::: Source material :::
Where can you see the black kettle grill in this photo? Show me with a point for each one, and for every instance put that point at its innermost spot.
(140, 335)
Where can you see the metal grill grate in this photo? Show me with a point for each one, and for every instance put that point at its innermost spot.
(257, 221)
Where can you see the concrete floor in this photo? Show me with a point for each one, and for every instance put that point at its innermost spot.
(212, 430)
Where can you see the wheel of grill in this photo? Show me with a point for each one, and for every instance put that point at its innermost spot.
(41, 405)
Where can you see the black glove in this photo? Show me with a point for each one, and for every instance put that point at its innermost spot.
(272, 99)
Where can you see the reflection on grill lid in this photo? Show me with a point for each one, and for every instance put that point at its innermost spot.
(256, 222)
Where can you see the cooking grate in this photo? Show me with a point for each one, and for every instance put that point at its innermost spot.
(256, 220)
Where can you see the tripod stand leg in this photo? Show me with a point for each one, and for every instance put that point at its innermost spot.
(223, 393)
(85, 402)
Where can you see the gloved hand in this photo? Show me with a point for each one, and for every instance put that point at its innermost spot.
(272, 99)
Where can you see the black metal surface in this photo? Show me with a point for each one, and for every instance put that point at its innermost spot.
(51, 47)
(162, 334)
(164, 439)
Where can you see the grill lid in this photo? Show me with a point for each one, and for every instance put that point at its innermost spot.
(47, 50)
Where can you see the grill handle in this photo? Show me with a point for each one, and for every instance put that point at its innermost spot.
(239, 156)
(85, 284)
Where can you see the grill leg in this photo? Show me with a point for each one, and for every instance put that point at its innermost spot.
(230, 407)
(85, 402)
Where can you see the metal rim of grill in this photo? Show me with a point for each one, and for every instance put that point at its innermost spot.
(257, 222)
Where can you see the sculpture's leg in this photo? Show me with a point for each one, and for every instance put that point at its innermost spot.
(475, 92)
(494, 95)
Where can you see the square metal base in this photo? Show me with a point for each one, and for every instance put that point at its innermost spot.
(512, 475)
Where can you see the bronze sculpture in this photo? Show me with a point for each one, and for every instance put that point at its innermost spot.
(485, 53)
:::
--- What to produce ---
Print all the data exactly.

--- Written solution ---
Where can you see the black kettle grill in this photo? Show me with a point for each one, and for every instance put that point at its innermost spot.
(140, 335)
Where can you see the metal grill grate in this photo? Show me with a point for each one, and for every instance put that point at its innermost spot.
(257, 221)
Where can you see the concrete floor in this photo? Show me with a point for each one, and for every instance put that point at its innermost spot.
(212, 430)
Where can you see the wheel of grill in this photo? Show me with a point for each one, and for every instance put that point at its innermost spot.
(41, 405)
Where can you see the black glove in this photo? Show me with a point for each one, and for every instance put that point at its innermost spot.
(272, 99)
Where can you see the reflection on grill lid in this photo? Show me with a point for each one, and for every instance put that point at its innermost spot.
(256, 222)
Where can you see the cooking grate in this photo? Show me with a point for each one, and for every instance put that point at its innermost spot.
(256, 220)
Where can you see the tripod stand leg in this photo? Show me with a point for each one, and for every instance put that point at its innermost spot.
(223, 393)
(85, 402)
Where can you see the gloved hand in this photo? Show me with a point for each one, and for every instance put that point at its innermost spot.
(272, 99)
Where can you see the black metal surface in this photo? Show me with a point for each one, and for every instance put that point at its innermost spot.
(51, 47)
(162, 334)
(164, 439)
Where can you see the grill lid in this photo? Show me with a point for each one, and for every instance put that point at its innermost spot.
(47, 50)
Where can you see the grill handle in this photo? Show me with a point for each one, and for every instance put that point at its innermost spot.
(239, 156)
(85, 284)
Where can you see the grill leg in this photo? Show me with a point for each one, and for every instance put that point at its innermost spot.
(230, 407)
(85, 402)
Where can you see the metal rim of grill in this photo? Show me with a point for each one, and for every instance put that point at its innermost spot.
(257, 222)
Where can you see the sculpture's leg in this photo? Show me with a point for each one, and for every instance put that point at its innermost spot.
(475, 92)
(494, 95)
Where can you see the square metal base in this photo? Show me with a point for each one, and for every instance put that point at its innermost spot.
(512, 475)
Where can you see the bronze sculpture in this photo? Show me with a point for each one, and for every instance put that point at its innermost spot.
(485, 53)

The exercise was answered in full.